Data taken from a collection:
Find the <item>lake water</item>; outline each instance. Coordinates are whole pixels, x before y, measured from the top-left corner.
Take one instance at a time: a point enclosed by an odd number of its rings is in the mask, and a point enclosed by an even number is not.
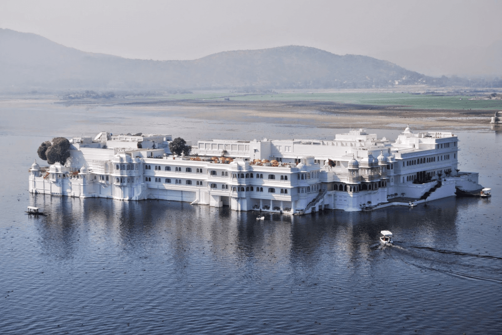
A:
[[[454,132],[461,169],[479,172],[491,198],[257,221],[226,207],[32,195],[28,170],[58,136],[332,139],[347,130],[226,122],[210,110],[193,120],[174,107],[3,101],[0,113],[2,334],[502,332],[502,132],[488,125]],[[29,205],[51,214],[29,217]],[[393,246],[377,242],[383,229]]]

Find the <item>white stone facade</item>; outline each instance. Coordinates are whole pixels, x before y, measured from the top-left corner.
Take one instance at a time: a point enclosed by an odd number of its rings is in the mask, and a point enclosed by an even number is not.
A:
[[[454,195],[456,186],[481,188],[477,173],[456,171],[458,140],[448,132],[407,128],[394,143],[362,129],[331,141],[199,141],[192,157],[170,155],[169,135],[103,132],[90,139],[71,141],[65,166],[42,171],[34,164],[30,192],[305,214],[358,211],[398,197],[428,201]],[[138,148],[138,142],[145,145]],[[224,150],[230,159],[211,159]]]

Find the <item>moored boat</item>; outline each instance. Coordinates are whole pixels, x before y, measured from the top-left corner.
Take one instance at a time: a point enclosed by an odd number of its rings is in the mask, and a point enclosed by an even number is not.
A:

■ Stated exercise:
Quote the lines of the records word for word, beginning at the line that contains "Find the <item>moored" and stopping at the end of the records.

■ Task solution:
Find the <item>moored boat</item>; outline each instance. Coordinates are whole pixels, x before y, measured from the top-left corner.
Take one instance at a time: a point enclosed by an odd number of its rings is in the mask, and a point enclosed by an even number is not.
A:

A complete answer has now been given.